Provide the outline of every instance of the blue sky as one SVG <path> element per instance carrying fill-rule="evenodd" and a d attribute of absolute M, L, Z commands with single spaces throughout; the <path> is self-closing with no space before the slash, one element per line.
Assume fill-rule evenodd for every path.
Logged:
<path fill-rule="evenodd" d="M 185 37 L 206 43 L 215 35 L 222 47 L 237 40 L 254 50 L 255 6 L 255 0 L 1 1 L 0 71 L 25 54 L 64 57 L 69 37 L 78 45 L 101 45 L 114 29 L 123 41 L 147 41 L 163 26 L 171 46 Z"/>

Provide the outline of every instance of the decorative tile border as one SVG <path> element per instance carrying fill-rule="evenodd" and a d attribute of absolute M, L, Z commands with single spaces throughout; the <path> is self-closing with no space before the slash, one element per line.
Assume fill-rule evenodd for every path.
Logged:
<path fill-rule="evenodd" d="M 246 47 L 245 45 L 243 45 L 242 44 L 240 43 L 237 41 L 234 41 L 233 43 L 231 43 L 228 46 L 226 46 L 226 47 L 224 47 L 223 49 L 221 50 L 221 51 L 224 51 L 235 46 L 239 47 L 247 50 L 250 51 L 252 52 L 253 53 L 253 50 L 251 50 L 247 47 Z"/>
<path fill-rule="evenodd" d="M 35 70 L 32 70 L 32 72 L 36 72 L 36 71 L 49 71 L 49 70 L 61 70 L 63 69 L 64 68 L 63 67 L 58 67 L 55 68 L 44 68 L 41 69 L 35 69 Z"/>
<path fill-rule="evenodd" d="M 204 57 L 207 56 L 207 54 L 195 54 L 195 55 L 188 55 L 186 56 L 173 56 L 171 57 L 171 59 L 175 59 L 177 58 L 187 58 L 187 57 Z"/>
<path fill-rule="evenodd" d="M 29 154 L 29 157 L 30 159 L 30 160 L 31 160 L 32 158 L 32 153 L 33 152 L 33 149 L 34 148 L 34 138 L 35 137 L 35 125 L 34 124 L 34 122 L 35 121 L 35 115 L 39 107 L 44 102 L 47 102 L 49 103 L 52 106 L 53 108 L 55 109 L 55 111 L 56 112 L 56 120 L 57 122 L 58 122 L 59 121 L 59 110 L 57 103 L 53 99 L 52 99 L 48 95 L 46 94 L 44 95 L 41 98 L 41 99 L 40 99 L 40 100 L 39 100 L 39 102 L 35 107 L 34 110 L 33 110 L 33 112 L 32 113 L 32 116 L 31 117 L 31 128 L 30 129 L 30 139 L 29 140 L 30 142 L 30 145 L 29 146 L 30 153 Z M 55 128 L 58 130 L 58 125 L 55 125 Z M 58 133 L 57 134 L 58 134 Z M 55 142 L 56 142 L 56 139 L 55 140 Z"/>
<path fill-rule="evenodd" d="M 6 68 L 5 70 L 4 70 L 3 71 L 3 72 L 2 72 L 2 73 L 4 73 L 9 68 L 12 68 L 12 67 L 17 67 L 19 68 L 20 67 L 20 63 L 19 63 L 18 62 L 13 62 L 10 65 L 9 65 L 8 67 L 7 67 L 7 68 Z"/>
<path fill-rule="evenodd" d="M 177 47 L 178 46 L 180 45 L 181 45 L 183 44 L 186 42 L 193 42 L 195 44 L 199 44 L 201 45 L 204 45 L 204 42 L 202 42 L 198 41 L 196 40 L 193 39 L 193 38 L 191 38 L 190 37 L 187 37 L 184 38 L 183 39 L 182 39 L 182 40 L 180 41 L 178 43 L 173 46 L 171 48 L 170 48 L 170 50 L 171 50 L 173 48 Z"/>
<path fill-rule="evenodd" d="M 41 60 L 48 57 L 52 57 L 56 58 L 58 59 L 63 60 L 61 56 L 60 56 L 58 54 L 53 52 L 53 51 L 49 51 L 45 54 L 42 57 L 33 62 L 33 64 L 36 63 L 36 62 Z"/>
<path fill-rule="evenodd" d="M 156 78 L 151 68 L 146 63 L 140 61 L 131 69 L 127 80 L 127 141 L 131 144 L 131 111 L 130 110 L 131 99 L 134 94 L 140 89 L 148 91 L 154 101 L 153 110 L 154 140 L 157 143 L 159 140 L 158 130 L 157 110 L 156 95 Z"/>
-=-=-
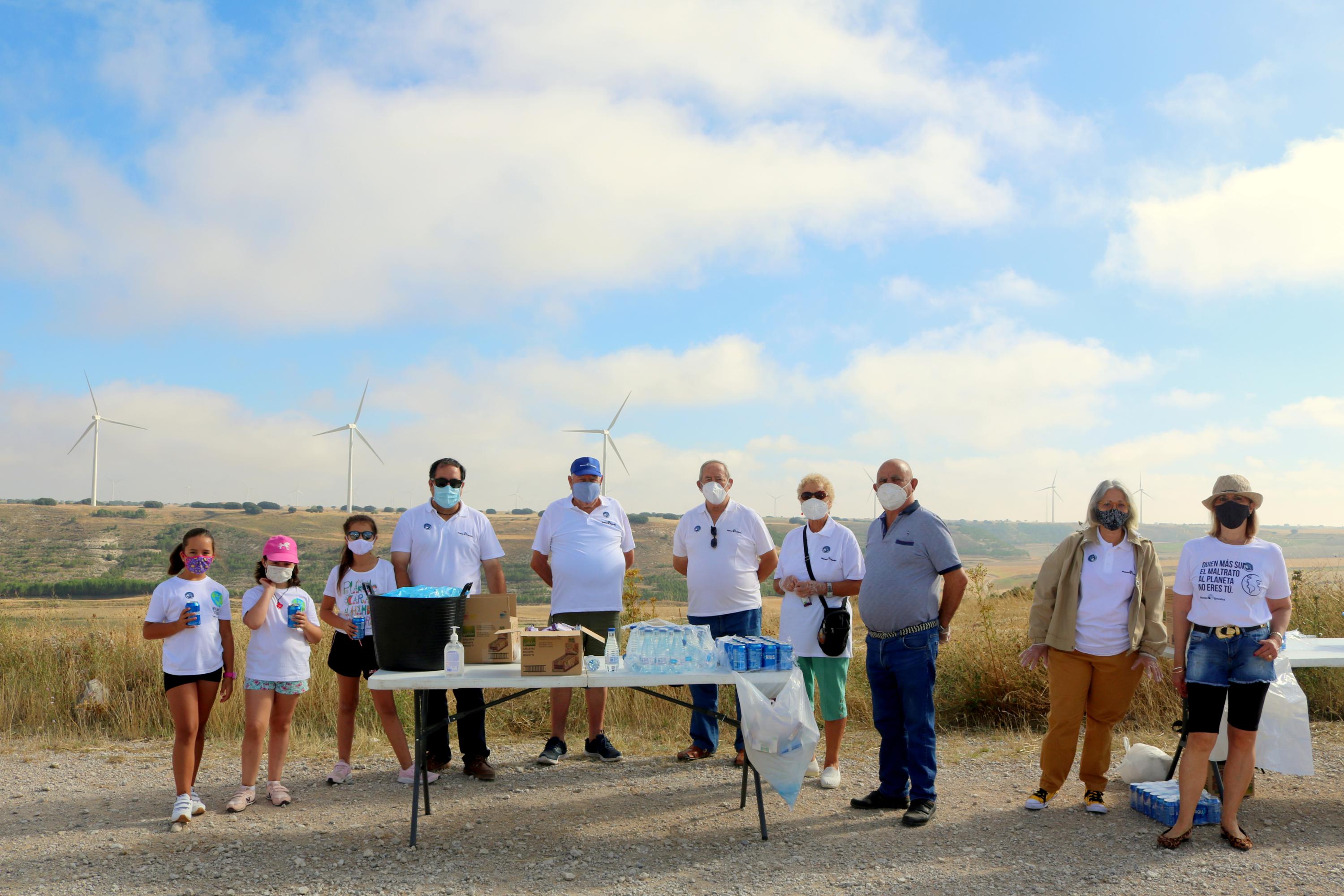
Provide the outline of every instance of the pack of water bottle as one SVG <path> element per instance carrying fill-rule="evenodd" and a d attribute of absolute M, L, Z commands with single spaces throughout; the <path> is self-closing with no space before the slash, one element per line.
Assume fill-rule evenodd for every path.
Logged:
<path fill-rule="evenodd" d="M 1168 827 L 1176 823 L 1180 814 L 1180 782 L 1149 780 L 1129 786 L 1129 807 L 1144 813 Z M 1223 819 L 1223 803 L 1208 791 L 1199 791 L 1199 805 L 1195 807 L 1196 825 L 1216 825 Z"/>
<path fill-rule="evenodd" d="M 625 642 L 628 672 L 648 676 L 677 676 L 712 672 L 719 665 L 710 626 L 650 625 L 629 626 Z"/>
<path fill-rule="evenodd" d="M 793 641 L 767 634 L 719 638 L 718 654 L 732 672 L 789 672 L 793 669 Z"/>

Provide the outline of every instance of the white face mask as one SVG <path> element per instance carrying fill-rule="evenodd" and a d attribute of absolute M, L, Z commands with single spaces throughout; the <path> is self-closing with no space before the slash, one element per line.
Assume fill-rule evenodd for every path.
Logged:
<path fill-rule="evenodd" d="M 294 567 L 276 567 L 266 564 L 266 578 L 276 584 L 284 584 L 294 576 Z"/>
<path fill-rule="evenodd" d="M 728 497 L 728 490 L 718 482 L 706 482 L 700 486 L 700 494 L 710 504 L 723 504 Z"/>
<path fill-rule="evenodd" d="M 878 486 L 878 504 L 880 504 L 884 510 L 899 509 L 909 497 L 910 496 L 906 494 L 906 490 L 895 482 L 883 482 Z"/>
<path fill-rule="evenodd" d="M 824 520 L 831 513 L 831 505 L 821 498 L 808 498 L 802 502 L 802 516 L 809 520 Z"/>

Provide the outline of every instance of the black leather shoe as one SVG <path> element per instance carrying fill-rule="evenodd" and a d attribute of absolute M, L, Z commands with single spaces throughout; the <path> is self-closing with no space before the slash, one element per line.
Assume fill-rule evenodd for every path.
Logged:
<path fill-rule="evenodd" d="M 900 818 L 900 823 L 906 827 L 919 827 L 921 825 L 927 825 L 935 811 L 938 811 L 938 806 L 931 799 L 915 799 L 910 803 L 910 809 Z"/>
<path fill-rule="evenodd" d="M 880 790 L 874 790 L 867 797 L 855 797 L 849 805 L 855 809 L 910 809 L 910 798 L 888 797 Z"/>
-=-=-
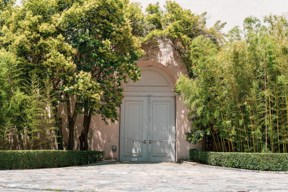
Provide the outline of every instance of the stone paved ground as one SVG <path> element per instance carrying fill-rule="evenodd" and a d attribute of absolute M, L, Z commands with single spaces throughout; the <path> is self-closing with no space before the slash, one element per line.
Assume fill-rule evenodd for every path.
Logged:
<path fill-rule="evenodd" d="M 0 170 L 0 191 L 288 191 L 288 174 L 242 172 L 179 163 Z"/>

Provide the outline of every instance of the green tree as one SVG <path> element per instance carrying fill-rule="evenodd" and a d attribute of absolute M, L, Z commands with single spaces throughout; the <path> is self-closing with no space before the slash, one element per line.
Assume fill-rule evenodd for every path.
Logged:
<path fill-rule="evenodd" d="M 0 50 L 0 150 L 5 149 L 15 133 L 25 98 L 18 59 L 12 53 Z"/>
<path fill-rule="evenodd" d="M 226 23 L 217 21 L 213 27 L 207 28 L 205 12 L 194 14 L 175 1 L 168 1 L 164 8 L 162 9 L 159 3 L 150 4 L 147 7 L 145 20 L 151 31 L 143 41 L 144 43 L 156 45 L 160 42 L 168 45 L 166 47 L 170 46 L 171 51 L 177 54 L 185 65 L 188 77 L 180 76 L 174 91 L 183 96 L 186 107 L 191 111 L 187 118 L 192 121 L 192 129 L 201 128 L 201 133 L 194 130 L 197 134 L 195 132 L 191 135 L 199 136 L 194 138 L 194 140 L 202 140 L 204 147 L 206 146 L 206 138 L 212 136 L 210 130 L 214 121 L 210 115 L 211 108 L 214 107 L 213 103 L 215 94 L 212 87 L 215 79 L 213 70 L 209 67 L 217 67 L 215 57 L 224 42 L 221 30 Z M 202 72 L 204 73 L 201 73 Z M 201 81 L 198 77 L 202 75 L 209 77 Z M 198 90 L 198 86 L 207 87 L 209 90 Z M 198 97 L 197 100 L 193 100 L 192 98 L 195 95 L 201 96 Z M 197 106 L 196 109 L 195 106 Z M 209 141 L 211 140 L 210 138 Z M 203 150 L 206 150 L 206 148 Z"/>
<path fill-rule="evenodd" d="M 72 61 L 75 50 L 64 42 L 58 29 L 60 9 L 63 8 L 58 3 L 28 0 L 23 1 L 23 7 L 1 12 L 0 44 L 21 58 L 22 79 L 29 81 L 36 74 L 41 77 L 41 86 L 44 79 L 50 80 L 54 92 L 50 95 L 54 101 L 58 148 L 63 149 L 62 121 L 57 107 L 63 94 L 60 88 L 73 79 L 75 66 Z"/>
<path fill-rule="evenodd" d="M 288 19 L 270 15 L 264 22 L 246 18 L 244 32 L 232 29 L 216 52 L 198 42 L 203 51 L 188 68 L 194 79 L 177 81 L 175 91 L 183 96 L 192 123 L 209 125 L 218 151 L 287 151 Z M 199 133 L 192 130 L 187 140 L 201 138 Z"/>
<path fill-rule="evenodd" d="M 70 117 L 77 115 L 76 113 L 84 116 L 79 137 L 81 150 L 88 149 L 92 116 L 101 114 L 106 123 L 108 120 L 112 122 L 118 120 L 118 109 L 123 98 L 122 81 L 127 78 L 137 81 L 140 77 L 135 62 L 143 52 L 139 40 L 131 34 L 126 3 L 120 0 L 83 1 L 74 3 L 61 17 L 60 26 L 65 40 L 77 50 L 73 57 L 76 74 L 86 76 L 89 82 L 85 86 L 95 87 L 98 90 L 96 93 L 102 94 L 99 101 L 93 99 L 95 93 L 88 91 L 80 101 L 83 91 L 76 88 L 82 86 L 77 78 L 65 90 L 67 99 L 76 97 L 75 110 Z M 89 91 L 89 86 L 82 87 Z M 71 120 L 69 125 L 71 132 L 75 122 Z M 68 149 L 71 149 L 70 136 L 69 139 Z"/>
-=-=-
* [REQUIREMENT]:
Repeat the items word for word, from the line with "Provide the outline of every instance of the blue" to the line with "185 37 L 206", including both of those lines.

* [CORRECT OUTPUT]:
Provide the outline of every instance of the blue sky as one SVG <path> element per instance carrying fill-rule="evenodd" and a d attribute of absolute M, L, Z commands with single spaces throughout; the <path> is self-closing with no space before the slash, one element per line.
Assume fill-rule evenodd for every path.
Logged:
<path fill-rule="evenodd" d="M 185 37 L 206 43 L 215 35 L 222 47 L 237 40 L 254 50 L 255 6 L 255 0 L 1 1 L 0 71 L 25 54 L 64 57 L 69 37 L 78 45 L 101 45 L 114 29 L 123 41 L 147 41 L 163 26 L 171 46 Z"/>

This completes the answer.